* START DATASET ROWS *

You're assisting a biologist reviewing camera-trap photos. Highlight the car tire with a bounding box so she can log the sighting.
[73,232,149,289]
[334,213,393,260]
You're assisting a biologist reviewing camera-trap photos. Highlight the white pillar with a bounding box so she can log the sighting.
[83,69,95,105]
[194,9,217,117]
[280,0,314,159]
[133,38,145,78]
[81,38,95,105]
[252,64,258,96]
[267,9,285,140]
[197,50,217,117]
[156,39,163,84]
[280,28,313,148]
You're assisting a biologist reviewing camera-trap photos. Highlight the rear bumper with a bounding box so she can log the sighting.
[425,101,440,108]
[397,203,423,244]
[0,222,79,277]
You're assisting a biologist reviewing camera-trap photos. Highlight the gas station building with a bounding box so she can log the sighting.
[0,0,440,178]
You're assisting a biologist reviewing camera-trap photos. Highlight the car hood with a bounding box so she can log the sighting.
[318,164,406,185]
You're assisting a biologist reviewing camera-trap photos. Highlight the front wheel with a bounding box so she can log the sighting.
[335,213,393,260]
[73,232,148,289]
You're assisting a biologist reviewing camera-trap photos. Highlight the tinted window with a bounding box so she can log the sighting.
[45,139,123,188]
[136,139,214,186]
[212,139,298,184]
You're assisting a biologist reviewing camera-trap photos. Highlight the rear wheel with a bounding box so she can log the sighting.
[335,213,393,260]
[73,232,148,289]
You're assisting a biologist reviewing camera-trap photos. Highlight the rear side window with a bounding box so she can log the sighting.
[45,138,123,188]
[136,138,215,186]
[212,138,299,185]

* END DATASET ROWS *

Arrange every line of the records above as a Markdown table with the columns Row and Line. Number the rows in order and leave out blank lines.

RESULT OF THE EXERCISE:
| Row | Line |
|---|---|
| 1 | You're assisting a biologist reviewing camera-trap photos. Highlight the car tire with a bounding box so she can log the sighting. |
| 2 | [73,232,149,289] |
| 3 | [334,213,393,260] |
| 4 | You're assisting a biologist reviewing camera-trap photos. Highlight the white pillar with a bounding box so she can log the sighting. |
| 5 | [83,69,95,105] |
| 6 | [194,9,217,117] |
| 7 | [280,0,314,159] |
| 8 | [133,38,145,78] |
| 9 | [81,38,95,105] |
| 10 | [252,64,258,96] |
| 11 | [267,9,285,140] |
| 12 | [197,50,217,117] |
| 13 | [156,39,163,84] |
| 14 | [280,28,313,148] |
| 15 | You're assisting a biologist reviewing camera-trap photos. Highlight the rear bumper with a bounding box so she can log the sighting. |
| 16 | [425,101,440,108] |
| 17 | [397,203,423,244] |
| 18 | [0,222,79,277] |
| 19 | You're assisting a biologist reviewing camera-trap photos. Highlight the gas station building with a bounding box so she can log the sighting. |
| 20 | [0,0,440,178] |
| 21 | You're assisting a biologist reviewing camera-trap photos. Highlight the car hood with a bounding box so she can log the sighting. |
| 22 | [318,164,406,185] |
| 23 | You're assisting a biologist reviewing camera-trap photos. Highlight the front wheel with a bounding box so she can log the sighting. |
| 24 | [335,213,393,260] |
| 25 | [73,232,148,289] |
| 26 | You're assisting a biologist reviewing camera-trap photos. Highlight the tinted window with a bounding box so she can log the sighting. |
| 27 | [45,139,123,188] |
| 28 | [136,139,214,186] |
| 29 | [212,139,298,184] |
| 30 | You're assisting a biologist reviewing camera-trap photos. Highlight the rear wheel with a bounding box so she can log the sighting. |
| 31 | [335,213,393,260] |
| 32 | [73,232,148,289] |
| 33 | You're assisting a biologist reviewing camera-trap photos. Highlight the rear side window with a bounding box so she can log the sighting. |
| 34 | [45,138,123,188] |
| 35 | [136,138,215,186] |
| 36 | [212,138,299,185] |